→ **TRY IT**: Scan the entries that follow and copy out every line containing "calm".

╭──

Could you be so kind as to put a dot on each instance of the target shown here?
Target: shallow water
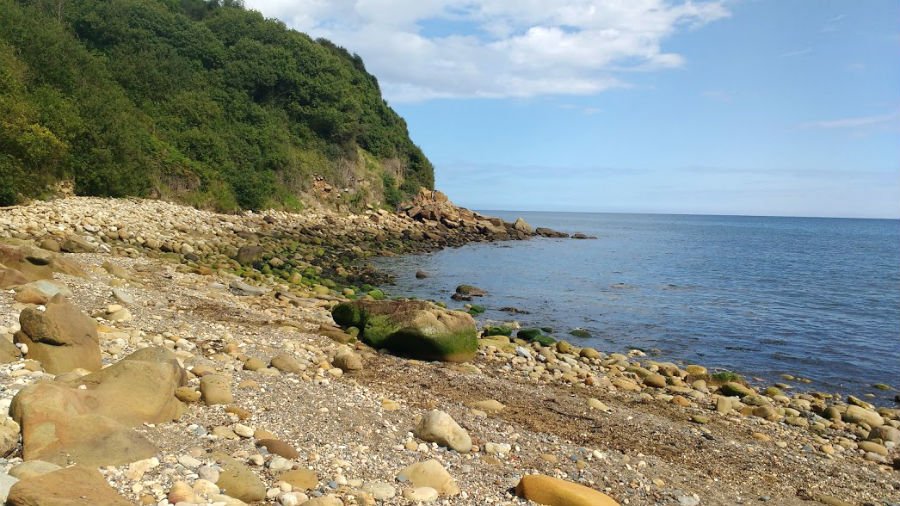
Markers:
(811, 297)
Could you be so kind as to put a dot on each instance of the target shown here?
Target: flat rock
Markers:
(430, 473)
(555, 492)
(61, 338)
(72, 486)
(439, 427)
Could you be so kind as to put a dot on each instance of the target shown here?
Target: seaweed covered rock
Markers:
(413, 328)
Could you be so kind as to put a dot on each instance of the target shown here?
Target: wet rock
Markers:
(414, 328)
(439, 427)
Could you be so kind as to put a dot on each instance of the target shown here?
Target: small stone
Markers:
(439, 427)
(421, 494)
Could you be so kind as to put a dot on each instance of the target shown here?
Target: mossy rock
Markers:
(528, 334)
(496, 330)
(475, 309)
(412, 328)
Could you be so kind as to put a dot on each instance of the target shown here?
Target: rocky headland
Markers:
(157, 354)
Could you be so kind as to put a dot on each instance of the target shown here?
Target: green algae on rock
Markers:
(413, 328)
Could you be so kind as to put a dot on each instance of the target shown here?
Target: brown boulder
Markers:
(62, 423)
(72, 486)
(61, 338)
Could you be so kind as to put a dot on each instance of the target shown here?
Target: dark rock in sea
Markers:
(514, 310)
(496, 330)
(549, 232)
(470, 291)
(413, 328)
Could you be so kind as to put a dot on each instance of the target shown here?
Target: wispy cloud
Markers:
(718, 95)
(498, 48)
(855, 121)
(795, 53)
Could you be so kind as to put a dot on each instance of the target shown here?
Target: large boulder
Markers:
(89, 420)
(414, 328)
(72, 486)
(61, 338)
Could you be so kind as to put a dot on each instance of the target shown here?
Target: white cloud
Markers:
(425, 49)
(856, 121)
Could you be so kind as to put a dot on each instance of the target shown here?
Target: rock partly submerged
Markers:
(413, 328)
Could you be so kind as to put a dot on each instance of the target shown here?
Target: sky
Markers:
(752, 107)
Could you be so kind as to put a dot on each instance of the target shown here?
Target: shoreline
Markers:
(603, 420)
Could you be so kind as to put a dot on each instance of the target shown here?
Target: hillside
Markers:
(201, 102)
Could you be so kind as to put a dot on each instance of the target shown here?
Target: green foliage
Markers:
(195, 100)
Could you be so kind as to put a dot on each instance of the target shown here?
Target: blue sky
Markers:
(758, 107)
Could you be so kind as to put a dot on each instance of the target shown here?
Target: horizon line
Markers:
(657, 213)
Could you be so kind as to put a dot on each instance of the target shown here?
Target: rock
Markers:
(857, 414)
(216, 389)
(89, 421)
(61, 338)
(735, 389)
(414, 328)
(430, 473)
(77, 244)
(286, 363)
(380, 490)
(555, 492)
(238, 287)
(247, 255)
(254, 364)
(301, 479)
(40, 292)
(9, 436)
(470, 291)
(655, 380)
(32, 468)
(439, 427)
(885, 433)
(347, 360)
(522, 226)
(238, 481)
(6, 483)
(421, 494)
(8, 352)
(187, 394)
(72, 486)
(279, 447)
(489, 406)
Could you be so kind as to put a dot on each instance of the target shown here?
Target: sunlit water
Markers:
(817, 298)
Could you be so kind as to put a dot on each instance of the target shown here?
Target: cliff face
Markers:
(197, 101)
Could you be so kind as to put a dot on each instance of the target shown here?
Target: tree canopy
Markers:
(201, 101)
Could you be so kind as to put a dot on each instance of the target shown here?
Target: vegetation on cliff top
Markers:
(199, 101)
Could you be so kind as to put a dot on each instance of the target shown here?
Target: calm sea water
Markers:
(817, 298)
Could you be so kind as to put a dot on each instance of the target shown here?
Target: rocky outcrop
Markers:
(412, 328)
(62, 338)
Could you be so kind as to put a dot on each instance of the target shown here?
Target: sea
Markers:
(814, 298)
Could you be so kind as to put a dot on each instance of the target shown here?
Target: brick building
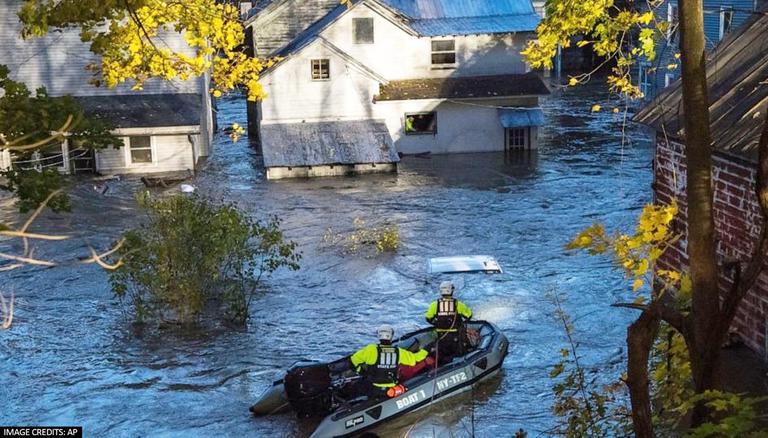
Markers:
(737, 72)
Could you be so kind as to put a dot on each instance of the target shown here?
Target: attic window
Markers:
(726, 20)
(421, 123)
(443, 53)
(321, 69)
(363, 30)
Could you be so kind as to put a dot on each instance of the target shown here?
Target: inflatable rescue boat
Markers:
(328, 390)
(319, 389)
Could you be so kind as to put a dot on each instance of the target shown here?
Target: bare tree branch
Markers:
(6, 312)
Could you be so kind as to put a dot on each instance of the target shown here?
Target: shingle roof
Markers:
(312, 32)
(325, 143)
(737, 74)
(144, 110)
(471, 87)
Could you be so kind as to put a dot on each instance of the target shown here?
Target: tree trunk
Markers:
(640, 336)
(702, 343)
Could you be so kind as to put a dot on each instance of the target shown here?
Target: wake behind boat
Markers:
(322, 389)
(329, 390)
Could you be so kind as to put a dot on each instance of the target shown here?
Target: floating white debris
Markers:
(461, 264)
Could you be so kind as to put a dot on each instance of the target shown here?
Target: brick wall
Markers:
(737, 219)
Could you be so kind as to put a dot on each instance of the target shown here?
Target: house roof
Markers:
(311, 33)
(327, 143)
(144, 110)
(737, 74)
(467, 17)
(436, 18)
(471, 87)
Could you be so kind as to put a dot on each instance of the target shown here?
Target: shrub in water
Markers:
(191, 252)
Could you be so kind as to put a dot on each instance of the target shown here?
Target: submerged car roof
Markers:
(464, 264)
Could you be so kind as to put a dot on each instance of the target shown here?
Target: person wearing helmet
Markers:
(447, 315)
(379, 363)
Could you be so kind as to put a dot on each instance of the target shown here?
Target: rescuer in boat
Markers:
(447, 315)
(379, 364)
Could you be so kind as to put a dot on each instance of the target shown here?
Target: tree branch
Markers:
(663, 311)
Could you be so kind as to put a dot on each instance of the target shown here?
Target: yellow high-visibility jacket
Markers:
(369, 355)
(462, 310)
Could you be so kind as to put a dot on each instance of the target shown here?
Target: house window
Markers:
(421, 123)
(140, 149)
(668, 79)
(321, 69)
(645, 82)
(443, 53)
(518, 138)
(726, 21)
(673, 18)
(363, 30)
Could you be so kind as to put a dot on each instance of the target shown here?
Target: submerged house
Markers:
(737, 72)
(721, 17)
(381, 77)
(166, 127)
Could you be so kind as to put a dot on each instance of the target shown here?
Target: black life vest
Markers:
(384, 372)
(447, 316)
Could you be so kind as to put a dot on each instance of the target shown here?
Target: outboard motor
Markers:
(308, 387)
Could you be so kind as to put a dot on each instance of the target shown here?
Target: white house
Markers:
(410, 76)
(167, 127)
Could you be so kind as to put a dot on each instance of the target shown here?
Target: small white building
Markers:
(166, 127)
(400, 76)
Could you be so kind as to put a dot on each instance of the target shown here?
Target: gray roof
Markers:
(737, 75)
(469, 87)
(144, 110)
(327, 143)
(312, 32)
(467, 17)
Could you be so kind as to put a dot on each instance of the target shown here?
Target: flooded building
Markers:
(382, 77)
(166, 127)
(736, 71)
(721, 17)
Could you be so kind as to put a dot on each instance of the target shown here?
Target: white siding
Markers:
(58, 60)
(293, 96)
(395, 54)
(170, 153)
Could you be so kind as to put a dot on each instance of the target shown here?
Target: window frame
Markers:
(129, 151)
(355, 22)
(673, 18)
(433, 52)
(320, 62)
(421, 113)
(725, 10)
(522, 133)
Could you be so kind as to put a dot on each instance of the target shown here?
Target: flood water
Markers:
(72, 359)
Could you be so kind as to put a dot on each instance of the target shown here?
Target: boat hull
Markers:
(460, 375)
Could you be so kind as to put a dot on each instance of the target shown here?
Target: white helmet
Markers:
(446, 289)
(386, 332)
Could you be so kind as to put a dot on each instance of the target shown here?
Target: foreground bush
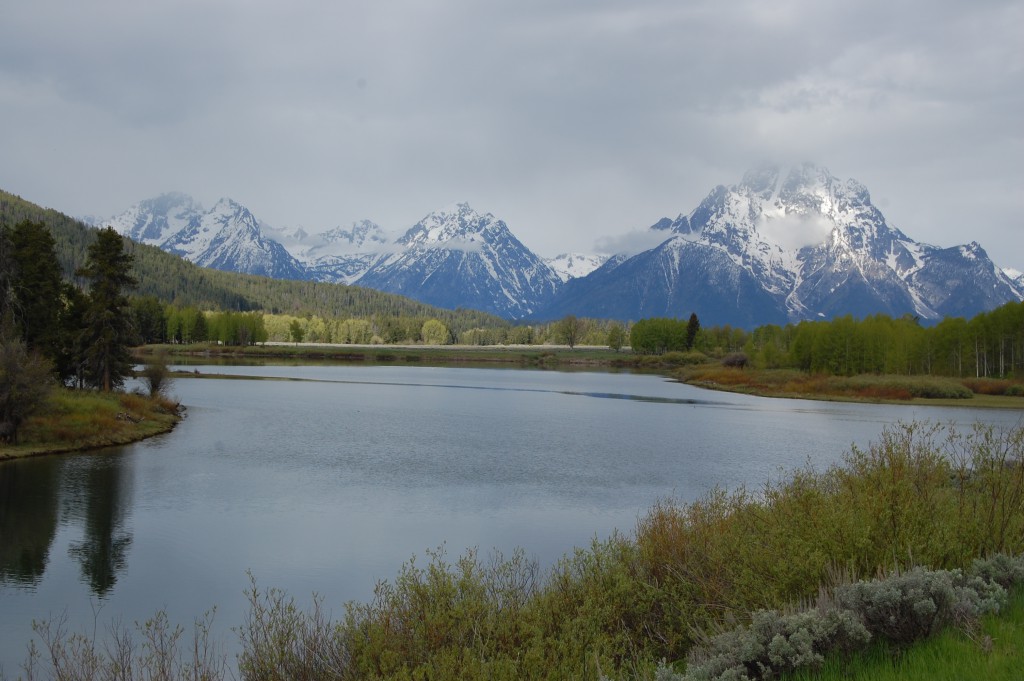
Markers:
(921, 496)
(899, 610)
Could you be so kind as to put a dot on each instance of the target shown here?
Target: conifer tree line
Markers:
(83, 334)
(51, 331)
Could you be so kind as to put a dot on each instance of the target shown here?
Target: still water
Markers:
(330, 482)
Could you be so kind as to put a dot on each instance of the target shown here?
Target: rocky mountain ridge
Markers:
(782, 245)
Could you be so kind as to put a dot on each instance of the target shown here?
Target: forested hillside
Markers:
(173, 280)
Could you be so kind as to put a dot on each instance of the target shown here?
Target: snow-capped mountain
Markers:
(227, 237)
(154, 221)
(457, 257)
(574, 265)
(339, 255)
(783, 246)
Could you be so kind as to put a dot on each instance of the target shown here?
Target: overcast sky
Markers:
(576, 122)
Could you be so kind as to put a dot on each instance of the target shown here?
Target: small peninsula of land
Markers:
(80, 420)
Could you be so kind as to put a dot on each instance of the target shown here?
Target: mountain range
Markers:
(782, 245)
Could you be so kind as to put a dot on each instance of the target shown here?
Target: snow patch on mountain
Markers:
(574, 265)
(457, 257)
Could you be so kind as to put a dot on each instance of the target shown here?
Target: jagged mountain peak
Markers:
(456, 226)
(155, 220)
(788, 243)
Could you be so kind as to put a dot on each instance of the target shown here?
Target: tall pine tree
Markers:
(109, 332)
(39, 288)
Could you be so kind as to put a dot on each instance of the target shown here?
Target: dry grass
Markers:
(76, 420)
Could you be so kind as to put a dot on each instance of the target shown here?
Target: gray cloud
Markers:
(577, 122)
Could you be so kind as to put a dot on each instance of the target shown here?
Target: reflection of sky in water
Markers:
(330, 483)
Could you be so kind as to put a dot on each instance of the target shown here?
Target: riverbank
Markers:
(78, 420)
(691, 368)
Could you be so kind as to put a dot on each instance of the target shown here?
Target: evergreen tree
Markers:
(39, 288)
(109, 330)
(25, 381)
(692, 327)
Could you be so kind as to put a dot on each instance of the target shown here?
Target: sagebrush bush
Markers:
(898, 609)
(775, 643)
(909, 606)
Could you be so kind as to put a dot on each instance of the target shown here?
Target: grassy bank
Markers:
(527, 355)
(875, 388)
(691, 368)
(76, 420)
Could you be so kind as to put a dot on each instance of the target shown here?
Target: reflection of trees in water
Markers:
(28, 518)
(100, 497)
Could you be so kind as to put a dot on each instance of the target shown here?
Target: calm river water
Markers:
(330, 483)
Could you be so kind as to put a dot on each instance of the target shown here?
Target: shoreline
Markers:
(555, 356)
(154, 420)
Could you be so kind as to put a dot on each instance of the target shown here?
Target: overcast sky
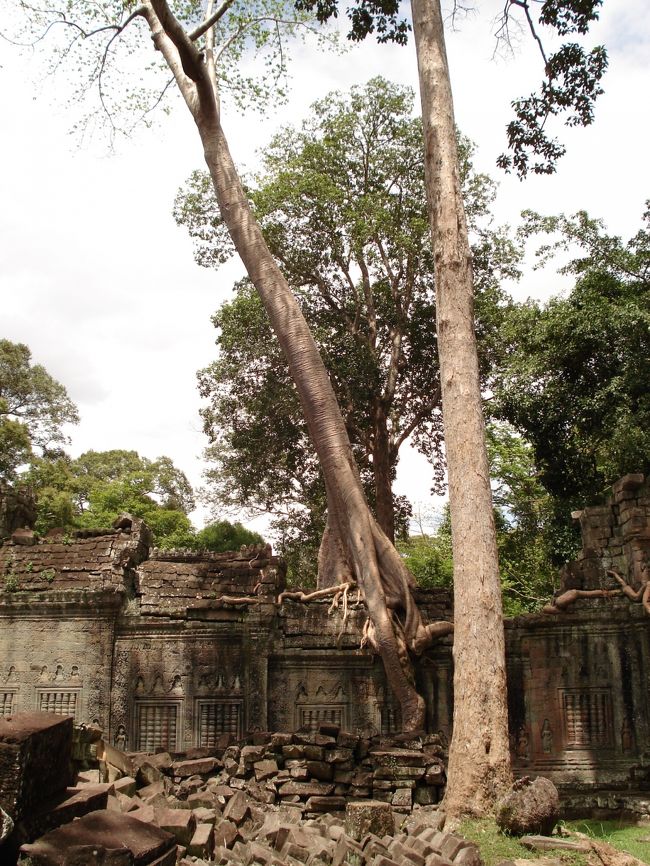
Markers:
(100, 283)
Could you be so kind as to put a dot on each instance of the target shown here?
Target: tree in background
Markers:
(223, 536)
(479, 756)
(342, 205)
(574, 380)
(90, 491)
(34, 408)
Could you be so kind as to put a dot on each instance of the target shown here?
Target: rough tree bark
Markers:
(356, 545)
(479, 755)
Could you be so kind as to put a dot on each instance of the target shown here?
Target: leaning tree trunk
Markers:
(382, 474)
(479, 756)
(356, 543)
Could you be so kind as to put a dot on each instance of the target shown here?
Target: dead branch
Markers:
(572, 595)
(299, 595)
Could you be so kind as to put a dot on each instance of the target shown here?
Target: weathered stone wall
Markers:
(614, 536)
(173, 650)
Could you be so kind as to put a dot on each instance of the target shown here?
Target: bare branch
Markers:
(211, 20)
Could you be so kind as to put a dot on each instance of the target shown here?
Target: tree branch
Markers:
(211, 20)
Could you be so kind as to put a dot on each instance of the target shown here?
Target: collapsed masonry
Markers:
(228, 805)
(158, 649)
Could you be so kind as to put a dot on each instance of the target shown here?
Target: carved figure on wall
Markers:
(301, 692)
(547, 737)
(627, 736)
(522, 743)
(121, 738)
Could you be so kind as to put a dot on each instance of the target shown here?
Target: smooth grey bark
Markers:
(479, 755)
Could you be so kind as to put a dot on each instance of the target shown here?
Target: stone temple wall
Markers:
(175, 649)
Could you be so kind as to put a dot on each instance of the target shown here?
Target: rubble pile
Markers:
(316, 771)
(323, 798)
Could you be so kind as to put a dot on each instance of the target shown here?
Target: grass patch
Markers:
(620, 835)
(495, 846)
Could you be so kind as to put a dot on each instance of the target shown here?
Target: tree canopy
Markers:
(90, 491)
(34, 409)
(574, 380)
(342, 205)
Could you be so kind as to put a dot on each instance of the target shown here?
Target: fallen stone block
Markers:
(111, 831)
(225, 833)
(369, 816)
(313, 738)
(451, 846)
(205, 816)
(347, 851)
(402, 799)
(64, 807)
(265, 769)
(325, 804)
(148, 774)
(198, 767)
(237, 808)
(468, 856)
(202, 842)
(35, 752)
(426, 796)
(306, 789)
(549, 843)
(143, 812)
(252, 754)
(397, 758)
(338, 756)
(127, 804)
(152, 790)
(181, 823)
(125, 785)
(405, 854)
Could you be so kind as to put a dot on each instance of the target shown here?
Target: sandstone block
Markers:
(451, 846)
(198, 767)
(125, 785)
(265, 769)
(529, 807)
(205, 816)
(237, 808)
(202, 842)
(305, 789)
(313, 738)
(325, 804)
(181, 823)
(405, 855)
(370, 816)
(468, 856)
(225, 833)
(402, 799)
(397, 758)
(106, 830)
(320, 770)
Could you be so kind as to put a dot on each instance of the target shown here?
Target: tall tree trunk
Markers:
(357, 544)
(381, 470)
(479, 755)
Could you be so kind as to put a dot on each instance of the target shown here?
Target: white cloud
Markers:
(97, 279)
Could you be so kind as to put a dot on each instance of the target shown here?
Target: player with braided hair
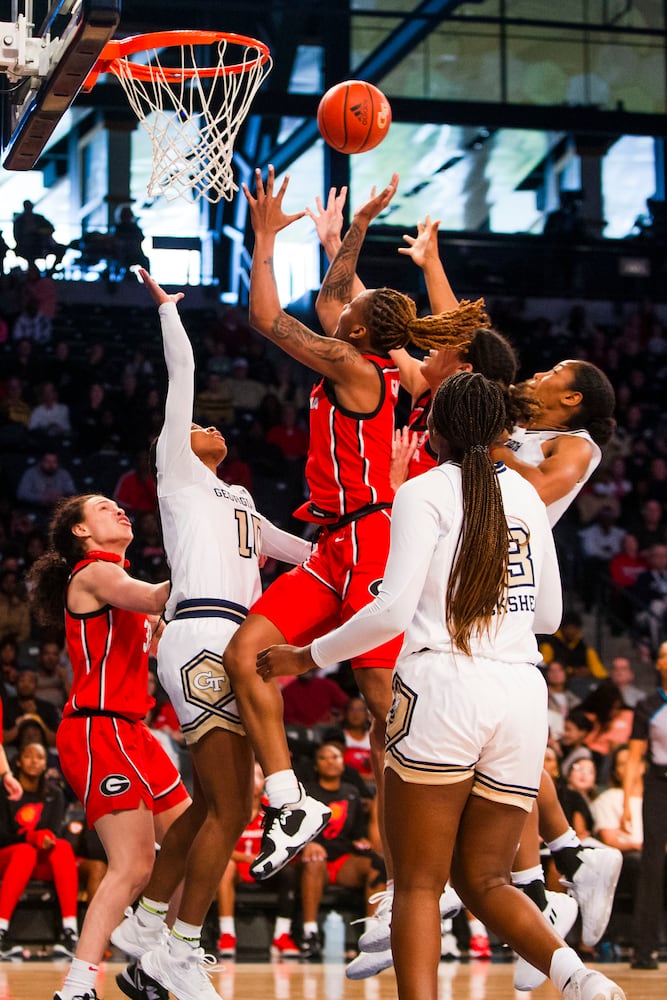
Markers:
(347, 470)
(471, 575)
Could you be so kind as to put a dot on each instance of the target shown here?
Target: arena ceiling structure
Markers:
(497, 106)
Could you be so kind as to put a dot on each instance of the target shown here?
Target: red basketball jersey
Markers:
(350, 453)
(423, 458)
(108, 650)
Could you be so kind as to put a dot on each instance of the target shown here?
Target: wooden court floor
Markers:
(293, 981)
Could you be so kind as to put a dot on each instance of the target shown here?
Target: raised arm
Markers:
(329, 226)
(338, 287)
(335, 359)
(423, 249)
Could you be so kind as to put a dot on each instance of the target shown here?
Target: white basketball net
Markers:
(193, 122)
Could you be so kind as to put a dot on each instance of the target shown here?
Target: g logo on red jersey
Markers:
(115, 784)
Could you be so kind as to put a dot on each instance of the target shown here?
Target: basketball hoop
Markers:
(191, 113)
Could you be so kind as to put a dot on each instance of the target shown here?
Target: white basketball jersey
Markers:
(212, 533)
(425, 526)
(527, 446)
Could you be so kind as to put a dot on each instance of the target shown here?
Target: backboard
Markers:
(45, 69)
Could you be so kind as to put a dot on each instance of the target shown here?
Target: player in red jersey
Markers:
(130, 789)
(351, 429)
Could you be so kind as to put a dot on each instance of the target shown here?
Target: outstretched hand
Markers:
(424, 245)
(284, 661)
(329, 220)
(377, 202)
(266, 209)
(158, 294)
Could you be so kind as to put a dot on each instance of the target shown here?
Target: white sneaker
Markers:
(286, 831)
(588, 985)
(377, 936)
(187, 978)
(593, 887)
(369, 963)
(450, 903)
(561, 912)
(134, 939)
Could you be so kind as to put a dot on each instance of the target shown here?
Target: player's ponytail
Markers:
(50, 573)
(469, 412)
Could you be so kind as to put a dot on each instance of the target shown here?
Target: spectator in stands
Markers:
(33, 847)
(622, 674)
(9, 666)
(356, 724)
(14, 610)
(34, 239)
(27, 705)
(600, 541)
(608, 808)
(568, 646)
(127, 242)
(345, 853)
(15, 408)
(238, 871)
(97, 426)
(44, 483)
(576, 728)
(136, 490)
(311, 699)
(577, 794)
(50, 418)
(612, 723)
(624, 569)
(649, 742)
(213, 405)
(54, 673)
(560, 701)
(649, 529)
(650, 595)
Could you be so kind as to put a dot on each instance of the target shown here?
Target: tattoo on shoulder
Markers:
(292, 334)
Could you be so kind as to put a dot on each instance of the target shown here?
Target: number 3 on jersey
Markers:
(250, 534)
(520, 571)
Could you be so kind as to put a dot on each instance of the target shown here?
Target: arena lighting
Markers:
(91, 28)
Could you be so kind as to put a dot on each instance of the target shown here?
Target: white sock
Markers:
(528, 875)
(151, 913)
(80, 979)
(564, 963)
(282, 787)
(184, 938)
(283, 926)
(567, 839)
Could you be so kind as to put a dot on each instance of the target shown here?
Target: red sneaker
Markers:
(227, 945)
(284, 947)
(479, 946)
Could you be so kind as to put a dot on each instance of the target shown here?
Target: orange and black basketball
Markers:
(353, 116)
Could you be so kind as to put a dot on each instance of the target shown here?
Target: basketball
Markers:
(354, 116)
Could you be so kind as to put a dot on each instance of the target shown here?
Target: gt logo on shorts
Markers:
(115, 784)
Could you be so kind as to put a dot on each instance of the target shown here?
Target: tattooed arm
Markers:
(340, 280)
(333, 358)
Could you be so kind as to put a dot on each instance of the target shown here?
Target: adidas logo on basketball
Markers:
(360, 111)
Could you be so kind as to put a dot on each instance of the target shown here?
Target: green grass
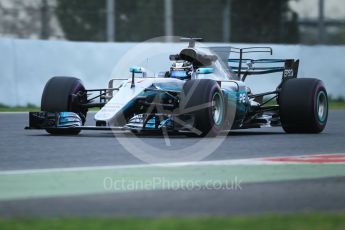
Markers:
(280, 222)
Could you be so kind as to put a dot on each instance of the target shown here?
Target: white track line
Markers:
(250, 161)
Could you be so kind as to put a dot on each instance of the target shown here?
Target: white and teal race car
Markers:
(202, 94)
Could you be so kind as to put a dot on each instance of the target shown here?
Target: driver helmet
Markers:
(181, 69)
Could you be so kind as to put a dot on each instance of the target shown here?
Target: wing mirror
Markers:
(204, 70)
(134, 70)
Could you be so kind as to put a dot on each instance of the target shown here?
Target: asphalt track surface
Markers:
(31, 149)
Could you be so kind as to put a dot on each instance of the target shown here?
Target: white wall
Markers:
(26, 65)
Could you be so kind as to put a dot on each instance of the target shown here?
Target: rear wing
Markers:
(244, 67)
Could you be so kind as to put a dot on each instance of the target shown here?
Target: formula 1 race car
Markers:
(202, 94)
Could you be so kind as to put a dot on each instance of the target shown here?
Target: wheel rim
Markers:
(217, 108)
(322, 106)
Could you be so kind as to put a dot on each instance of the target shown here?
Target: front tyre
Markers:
(58, 95)
(303, 106)
(204, 100)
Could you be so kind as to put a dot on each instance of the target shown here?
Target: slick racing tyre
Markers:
(57, 97)
(303, 106)
(204, 100)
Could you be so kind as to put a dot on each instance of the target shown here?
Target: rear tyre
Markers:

╰──

→ **ANSWER TO THE EXERCISE**:
Target: calm sea water
Target: calm river water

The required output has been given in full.